__Problem description__. Please list each line of the material below that contains the word "rough".

__Supplied information__.
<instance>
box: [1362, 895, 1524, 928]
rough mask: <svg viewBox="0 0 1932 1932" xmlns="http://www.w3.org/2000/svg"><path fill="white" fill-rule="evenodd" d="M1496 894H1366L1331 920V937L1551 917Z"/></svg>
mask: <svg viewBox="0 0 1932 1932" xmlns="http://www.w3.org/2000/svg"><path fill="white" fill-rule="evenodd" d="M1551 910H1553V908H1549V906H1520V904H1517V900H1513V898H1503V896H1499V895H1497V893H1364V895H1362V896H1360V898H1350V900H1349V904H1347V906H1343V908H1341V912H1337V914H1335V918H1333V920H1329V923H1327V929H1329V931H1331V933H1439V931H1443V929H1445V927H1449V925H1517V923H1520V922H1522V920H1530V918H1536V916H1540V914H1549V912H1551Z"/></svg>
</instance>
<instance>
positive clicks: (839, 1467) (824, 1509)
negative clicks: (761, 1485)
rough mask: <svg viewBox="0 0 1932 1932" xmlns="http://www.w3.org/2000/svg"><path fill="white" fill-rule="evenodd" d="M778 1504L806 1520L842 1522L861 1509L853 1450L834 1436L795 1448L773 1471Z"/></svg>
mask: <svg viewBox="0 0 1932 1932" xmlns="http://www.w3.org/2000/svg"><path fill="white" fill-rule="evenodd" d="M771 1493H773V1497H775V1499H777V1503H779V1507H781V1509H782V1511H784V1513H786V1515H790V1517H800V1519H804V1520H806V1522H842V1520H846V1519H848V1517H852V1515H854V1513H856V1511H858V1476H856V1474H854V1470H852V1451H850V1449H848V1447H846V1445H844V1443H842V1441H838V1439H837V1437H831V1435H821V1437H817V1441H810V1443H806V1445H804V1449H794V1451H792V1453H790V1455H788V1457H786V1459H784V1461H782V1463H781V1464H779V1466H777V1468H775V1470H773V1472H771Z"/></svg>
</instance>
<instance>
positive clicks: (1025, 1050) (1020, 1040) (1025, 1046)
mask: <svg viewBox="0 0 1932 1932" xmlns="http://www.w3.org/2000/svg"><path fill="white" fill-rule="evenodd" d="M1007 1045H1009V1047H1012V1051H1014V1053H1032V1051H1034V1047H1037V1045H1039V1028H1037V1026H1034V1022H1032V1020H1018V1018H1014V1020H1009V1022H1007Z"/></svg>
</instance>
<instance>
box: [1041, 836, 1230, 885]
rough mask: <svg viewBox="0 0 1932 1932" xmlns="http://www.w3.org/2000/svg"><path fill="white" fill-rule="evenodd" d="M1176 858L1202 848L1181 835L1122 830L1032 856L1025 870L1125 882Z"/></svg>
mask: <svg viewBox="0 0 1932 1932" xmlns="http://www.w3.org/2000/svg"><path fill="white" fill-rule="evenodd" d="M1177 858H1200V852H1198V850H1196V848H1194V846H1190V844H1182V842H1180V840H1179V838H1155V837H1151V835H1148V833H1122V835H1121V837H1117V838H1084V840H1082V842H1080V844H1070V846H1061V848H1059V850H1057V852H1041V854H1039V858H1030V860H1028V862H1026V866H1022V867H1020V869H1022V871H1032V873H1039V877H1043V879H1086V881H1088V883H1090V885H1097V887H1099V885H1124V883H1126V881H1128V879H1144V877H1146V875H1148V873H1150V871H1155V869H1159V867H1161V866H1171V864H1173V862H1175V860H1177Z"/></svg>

__Answer to this exercise__.
rough mask: <svg viewBox="0 0 1932 1932" xmlns="http://www.w3.org/2000/svg"><path fill="white" fill-rule="evenodd" d="M1496 894H1366L1331 920V937L1551 917Z"/></svg>
rough mask: <svg viewBox="0 0 1932 1932" xmlns="http://www.w3.org/2000/svg"><path fill="white" fill-rule="evenodd" d="M778 1504L806 1520L842 1522L861 1509L853 1450L834 1436L795 1448L773 1471Z"/></svg>
rough mask: <svg viewBox="0 0 1932 1932" xmlns="http://www.w3.org/2000/svg"><path fill="white" fill-rule="evenodd" d="M1176 858L1202 848L1181 835L1122 830L1032 856L1025 870L1125 882Z"/></svg>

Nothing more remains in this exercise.